Ausgewählter Auszug ▸
□ □ □ □ □ □ □

Lagerfeld nennt Ditto Muse

Sie ist lesbisch und hat einen Körper, den das Adjektiv "barock" gerade so ummantelt. Karl Lagerfeld nennt sie "Muse", die englische Zeitung "Guardian" lässt sie eine Ratgeber-Kolumne schreiben: "Was würde Beth Ditto tun?" Sie spielt Musik, die knietief im Punk steht und den Kopf in die Disco reckt. Eine Neuauflage von Blondie für das 21. Jahrhundert. Es geht in ihren Texten um das richtige Leben im Allgemeinen und um Homosexualität im Speziellen. Hab' eine Haltung, mahnt sie. Beth Ditto macht, dass du dich zum ersten Mal im Spiegel erkennst.

□ □ □ □ □ □ □

Zeilen aus einer Datensammlung ▸
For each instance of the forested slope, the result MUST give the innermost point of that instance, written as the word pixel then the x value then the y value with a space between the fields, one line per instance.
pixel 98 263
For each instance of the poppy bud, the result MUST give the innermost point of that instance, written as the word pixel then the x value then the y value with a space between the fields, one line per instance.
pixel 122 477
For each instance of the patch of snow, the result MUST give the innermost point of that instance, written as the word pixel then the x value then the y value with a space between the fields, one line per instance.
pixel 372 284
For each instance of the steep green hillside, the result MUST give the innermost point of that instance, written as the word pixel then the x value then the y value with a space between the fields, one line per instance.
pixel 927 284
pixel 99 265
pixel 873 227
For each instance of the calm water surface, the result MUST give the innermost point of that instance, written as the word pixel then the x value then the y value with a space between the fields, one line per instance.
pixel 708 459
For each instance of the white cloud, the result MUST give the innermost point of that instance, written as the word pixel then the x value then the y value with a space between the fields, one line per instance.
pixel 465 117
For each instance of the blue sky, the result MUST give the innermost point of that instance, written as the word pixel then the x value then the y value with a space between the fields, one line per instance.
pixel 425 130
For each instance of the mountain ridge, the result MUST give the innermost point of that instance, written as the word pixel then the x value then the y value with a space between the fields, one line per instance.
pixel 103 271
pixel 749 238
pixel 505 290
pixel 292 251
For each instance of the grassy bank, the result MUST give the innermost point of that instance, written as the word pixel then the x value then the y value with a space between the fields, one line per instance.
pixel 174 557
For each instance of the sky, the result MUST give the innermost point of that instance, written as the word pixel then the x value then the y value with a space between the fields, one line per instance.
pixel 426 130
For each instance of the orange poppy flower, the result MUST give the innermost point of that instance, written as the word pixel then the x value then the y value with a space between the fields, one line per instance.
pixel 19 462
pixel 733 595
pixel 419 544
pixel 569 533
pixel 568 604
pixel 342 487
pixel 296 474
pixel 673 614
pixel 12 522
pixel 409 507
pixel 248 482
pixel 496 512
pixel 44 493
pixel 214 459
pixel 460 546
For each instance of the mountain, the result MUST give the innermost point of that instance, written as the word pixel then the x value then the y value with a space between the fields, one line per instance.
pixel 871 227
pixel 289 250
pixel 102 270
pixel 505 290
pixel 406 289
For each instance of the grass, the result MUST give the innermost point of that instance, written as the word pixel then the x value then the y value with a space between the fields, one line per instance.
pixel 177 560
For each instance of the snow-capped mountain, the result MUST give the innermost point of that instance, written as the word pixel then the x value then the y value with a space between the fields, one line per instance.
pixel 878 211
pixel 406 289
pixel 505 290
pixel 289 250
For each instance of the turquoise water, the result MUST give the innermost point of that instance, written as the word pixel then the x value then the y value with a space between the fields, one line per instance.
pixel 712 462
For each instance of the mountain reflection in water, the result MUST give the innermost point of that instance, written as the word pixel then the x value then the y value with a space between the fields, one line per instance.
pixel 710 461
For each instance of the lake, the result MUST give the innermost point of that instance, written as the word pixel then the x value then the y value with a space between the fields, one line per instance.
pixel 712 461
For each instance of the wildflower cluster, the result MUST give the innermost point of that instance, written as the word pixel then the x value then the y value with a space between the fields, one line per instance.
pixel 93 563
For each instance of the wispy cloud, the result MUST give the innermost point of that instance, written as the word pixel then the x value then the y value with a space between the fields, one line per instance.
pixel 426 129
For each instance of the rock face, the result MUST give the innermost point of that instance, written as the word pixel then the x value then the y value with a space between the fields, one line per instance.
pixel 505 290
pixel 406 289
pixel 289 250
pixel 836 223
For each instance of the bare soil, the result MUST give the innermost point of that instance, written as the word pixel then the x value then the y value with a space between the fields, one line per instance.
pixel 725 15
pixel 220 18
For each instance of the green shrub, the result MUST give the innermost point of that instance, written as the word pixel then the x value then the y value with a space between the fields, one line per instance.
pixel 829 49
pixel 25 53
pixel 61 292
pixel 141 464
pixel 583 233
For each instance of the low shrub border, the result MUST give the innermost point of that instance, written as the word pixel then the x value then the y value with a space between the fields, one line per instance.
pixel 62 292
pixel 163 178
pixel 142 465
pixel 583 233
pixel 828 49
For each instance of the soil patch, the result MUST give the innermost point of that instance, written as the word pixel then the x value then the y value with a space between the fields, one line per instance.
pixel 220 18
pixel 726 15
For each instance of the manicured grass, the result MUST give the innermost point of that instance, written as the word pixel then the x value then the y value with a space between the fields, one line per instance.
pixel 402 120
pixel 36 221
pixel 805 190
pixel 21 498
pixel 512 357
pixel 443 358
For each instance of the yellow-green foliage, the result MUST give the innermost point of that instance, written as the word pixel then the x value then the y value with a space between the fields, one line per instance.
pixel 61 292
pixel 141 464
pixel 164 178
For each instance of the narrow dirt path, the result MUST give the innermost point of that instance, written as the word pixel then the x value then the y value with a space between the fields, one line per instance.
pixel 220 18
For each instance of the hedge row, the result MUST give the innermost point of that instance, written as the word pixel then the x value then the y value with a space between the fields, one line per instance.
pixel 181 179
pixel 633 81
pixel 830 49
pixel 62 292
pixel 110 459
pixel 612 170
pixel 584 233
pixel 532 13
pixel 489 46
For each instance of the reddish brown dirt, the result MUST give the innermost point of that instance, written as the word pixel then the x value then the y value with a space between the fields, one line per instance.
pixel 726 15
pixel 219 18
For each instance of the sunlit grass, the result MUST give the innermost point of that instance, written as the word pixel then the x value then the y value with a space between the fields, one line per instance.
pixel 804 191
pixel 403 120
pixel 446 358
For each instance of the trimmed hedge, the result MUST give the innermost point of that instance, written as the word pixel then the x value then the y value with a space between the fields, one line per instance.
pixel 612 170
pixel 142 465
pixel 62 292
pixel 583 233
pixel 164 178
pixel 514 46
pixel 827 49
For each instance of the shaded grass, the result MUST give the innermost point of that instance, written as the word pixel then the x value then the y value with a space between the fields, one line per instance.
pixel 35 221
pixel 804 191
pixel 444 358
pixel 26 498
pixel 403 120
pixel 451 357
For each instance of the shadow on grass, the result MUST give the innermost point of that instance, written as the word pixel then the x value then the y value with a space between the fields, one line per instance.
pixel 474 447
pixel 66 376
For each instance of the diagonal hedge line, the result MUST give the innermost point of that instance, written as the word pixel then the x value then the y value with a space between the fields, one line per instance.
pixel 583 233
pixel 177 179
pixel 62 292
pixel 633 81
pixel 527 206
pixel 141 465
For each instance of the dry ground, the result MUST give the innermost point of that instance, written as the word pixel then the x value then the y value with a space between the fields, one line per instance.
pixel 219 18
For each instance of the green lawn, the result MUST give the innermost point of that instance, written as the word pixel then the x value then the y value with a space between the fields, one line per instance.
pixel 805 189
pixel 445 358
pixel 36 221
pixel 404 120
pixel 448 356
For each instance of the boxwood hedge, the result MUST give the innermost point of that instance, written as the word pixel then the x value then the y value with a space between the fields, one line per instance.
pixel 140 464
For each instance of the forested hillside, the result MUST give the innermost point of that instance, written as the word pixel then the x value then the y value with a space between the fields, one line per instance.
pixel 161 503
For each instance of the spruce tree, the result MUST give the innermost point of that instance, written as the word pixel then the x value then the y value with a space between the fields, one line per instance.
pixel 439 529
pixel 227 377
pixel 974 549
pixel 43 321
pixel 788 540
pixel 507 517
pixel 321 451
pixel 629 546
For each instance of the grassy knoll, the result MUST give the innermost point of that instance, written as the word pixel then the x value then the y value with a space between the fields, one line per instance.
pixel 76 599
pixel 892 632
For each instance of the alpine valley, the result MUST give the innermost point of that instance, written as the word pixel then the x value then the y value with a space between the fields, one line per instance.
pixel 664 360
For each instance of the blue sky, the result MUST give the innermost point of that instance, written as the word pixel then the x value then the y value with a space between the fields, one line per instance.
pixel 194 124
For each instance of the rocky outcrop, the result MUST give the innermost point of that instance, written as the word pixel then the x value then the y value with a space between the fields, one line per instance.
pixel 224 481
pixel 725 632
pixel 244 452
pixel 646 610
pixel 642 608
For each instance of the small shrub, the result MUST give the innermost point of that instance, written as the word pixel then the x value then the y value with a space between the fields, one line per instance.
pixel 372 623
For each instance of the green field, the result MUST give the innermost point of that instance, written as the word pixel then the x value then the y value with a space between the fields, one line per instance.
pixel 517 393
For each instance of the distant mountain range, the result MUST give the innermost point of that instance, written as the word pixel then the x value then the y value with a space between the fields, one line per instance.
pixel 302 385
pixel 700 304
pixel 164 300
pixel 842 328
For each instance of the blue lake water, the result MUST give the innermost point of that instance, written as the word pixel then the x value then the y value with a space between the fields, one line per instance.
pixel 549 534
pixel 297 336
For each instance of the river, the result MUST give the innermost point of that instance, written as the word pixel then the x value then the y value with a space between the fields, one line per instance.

□ □ □ □ □ □ □

Aufgabe A ▸ Aktualisiere die Zeilen der Datensammlung: Beginne bei der Zeile mit „For each instance of the green field, the“ und höre nach der letzten Zeile der Datensammlung auf. Ersetze darin „innermost“ jeweils durch „most central“, lass alles andere unverändert und gib nur diese Zeilen wieder.
Aufgabe B ▸ Führe den Textauszug über Beth Ditto im Anschluss an seinen letzten Satz weiter.
Der Textauszug über Beth Ditto und die Zeilen der Datensammlung stehen in keinem Zusammenhang miteinander.

Ergebnis A ▸
For each instance of the green field, the result MUST give the most central point of that instance, written as the word pixel then the x value then the y value with a space between the fields, one line per instance.
pixel 517 393
For each instance of the distant mountain range, the result MUST give the most central point of that instance, written as the word pixel then the x value then the y value with a space between the fields, one line per instance.
pixel 302 385
pixel 700 304
pixel 164 300
pixel 842 328
For each instance of the blue lake water, the result MUST give the most central point of that instance, written as the word pixel then the x value then the y value with a space between the fields, one line per instance.
pixel 549 534
pixel 297 336
For each instance of the river, the result MUST give the most central point of that instance, written as the word pixel then the x value then the y value with a space between the fields, one line per instance.

Ergebnis B ▸
Sie beginnt das Konzert glänzend grün verkleidet, sie rennt und springt, und wenn sie geht, sieht das aus wie bei Boy George im Video-Clip zu "Do You Really Want To Hurt Me": Ellenbogen an die Hüfte, halbe Drehung, linke Fußspitze tipp, rechte Fußspitze tipp. In den kaum 80 Minuten kloppt das um zwei Musiker verstärkte Trio die Songs vor allem des vierten Gossip-Abums "Music For Men" durch.

Die Stimme von Beth Ditto bricht wie eine Druckwelle aus ihrem Leib, hält die hochenergetische Musik, die einem wie eine Explosion die Hitze in die Wangen treibt, auf Abstand. Sie bringt "Love Long Distance", zitiert "I Was Made For Loving You" von Kiss, covert "One More Time" von Daft Punk. Sie ist das Kraftzentrum dieser Gemeinschaft, ist lässig, hat Power, und nach den Zugaben wundert man sich, dass das Mikro unter dem Druck ihrer linken Hand nicht zum Diamant geworden ist.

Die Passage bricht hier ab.